▶ **YOUR INSTRUCTIONS**:
The reply should consist of the entire listing, word for word.

▶ **DATA FOR ANALYSIS**:
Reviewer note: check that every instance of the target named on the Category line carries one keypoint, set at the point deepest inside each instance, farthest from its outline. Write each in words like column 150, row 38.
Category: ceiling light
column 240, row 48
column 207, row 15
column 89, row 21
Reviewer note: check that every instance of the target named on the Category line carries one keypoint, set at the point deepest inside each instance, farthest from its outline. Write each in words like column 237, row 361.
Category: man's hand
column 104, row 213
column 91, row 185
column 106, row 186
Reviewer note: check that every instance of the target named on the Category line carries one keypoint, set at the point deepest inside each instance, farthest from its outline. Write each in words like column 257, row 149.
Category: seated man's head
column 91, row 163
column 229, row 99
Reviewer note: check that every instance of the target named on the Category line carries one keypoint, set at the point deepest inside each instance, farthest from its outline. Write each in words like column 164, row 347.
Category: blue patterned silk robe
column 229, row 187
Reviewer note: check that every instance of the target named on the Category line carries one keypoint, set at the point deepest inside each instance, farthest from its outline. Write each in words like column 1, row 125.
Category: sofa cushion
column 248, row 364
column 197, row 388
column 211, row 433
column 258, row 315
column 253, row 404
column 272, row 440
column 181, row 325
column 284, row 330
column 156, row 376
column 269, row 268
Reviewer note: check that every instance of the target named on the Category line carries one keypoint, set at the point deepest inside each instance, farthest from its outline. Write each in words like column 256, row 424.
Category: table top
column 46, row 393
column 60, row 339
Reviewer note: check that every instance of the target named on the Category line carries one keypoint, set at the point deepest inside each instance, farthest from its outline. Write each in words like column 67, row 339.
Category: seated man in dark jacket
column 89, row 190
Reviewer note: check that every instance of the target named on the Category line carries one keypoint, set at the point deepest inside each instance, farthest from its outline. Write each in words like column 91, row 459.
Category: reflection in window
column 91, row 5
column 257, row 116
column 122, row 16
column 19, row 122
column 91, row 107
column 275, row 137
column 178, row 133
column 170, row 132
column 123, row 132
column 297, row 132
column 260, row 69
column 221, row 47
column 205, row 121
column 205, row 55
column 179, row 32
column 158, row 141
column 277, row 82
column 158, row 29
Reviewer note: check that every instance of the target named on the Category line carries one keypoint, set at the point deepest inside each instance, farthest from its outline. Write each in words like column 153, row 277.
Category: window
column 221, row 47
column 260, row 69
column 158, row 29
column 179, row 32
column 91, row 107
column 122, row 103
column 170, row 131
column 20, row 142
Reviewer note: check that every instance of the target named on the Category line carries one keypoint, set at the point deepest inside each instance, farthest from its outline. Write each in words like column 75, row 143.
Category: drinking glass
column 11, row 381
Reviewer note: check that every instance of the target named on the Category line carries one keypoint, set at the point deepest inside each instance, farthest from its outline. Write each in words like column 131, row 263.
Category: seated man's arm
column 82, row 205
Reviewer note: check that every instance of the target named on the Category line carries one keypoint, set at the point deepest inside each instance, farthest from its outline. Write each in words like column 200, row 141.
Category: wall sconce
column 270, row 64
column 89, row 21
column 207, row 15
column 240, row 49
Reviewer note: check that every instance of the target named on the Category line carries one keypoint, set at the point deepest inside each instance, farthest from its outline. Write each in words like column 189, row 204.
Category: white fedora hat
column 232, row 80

▶ **FINISHED EXERCISE**:
Reviewer note: check that every instance of the target named on the Category line carries one keypoint, set at the point deepest inside each instance, farthest from its outline. Write each in words like column 150, row 38.
Category: ceiling light
column 240, row 48
column 207, row 15
column 89, row 21
Reviewer note: check that every instance of the target named on the Category line carries one keypoint, set at the point deepest inside each instance, farthest from its outline. Write each in words like column 237, row 361.
Category: man's hand
column 104, row 213
column 91, row 185
column 106, row 186
Reviewer note: check that every instance of the target named on the Category line carries one keypoint, set at the point deepest inside each instance, farthest from its outline. Write each in words like column 257, row 149.
Category: seated man's head
column 91, row 163
column 229, row 99
Reviewer note: check that every instance of the target named on the Category line carries one keypoint, set at the point deepest inside each instance, farthest from its outline. Write each in words like column 164, row 347.
Category: blue patterned silk robe
column 229, row 187
Reviewer note: check that every instance of the target named on the Category line carries one keypoint, set at the point deepest inside each instance, farthest from its outline. Write each in words like column 1, row 125.
Category: sofa cushion
column 248, row 364
column 197, row 388
column 211, row 433
column 258, row 315
column 253, row 404
column 272, row 440
column 181, row 325
column 284, row 330
column 156, row 376
column 269, row 268
Reviewer note: check that every instance of the target named on the Category line carries one keypoint, set at the point deepest inside each instance, farthest from its outline. Write each in words like column 256, row 424.
Category: table top
column 46, row 393
column 60, row 339
Reviewer note: check that every instance of the target named on the Category line carries one keypoint, set at the point deepest inside each instance, farthest from its outline. Write each in words like column 67, row 339.
Category: seated man in dark jacket
column 89, row 190
Reviewer note: check that every instance of the target named on the Category line carries one keypoint, set at the point deepest inside each instance, farthest from its outline. Write each in words like column 91, row 459.
Category: reflection in window
column 91, row 5
column 257, row 116
column 122, row 16
column 19, row 122
column 91, row 107
column 275, row 137
column 178, row 133
column 170, row 132
column 123, row 132
column 297, row 132
column 260, row 69
column 221, row 47
column 205, row 121
column 205, row 55
column 179, row 32
column 158, row 141
column 277, row 82
column 158, row 29
Reviewer note: check that every instance of the target named on the Category line carries one keypoint, set at the point deepest inside each instance, farthest from its outline. Write each in words like column 153, row 277.
Category: window
column 221, row 47
column 260, row 69
column 158, row 29
column 179, row 32
column 91, row 107
column 122, row 103
column 170, row 131
column 20, row 142
Reviewer note: check that every instance of the target named on the Category line carries one keypoint, set at the point deepest inside each instance, farthest from its outline. Write each in words like column 75, row 143.
Category: drinking glass
column 11, row 381
Reviewer note: check that every instance of the target named on the Category line carries one keypoint, set at the point deepest inside each instance, farthest from its outline. Write each in words like column 131, row 263.
Category: seated man's arm
column 82, row 205
Reviewer note: check that every instance of the target named on the Category line carries one keypoint, set at the point deepest inside each instance, farthest from its outline. Write each in words like column 200, row 141.
Category: wall sconce
column 270, row 64
column 89, row 21
column 207, row 15
column 240, row 49
Reviewer note: check that every instance of the target named on the Category line carries one keypoint, set at the point deepest inside each instance, farthest from its outline. Write each in words like column 189, row 204.
Category: white fedora hat
column 232, row 80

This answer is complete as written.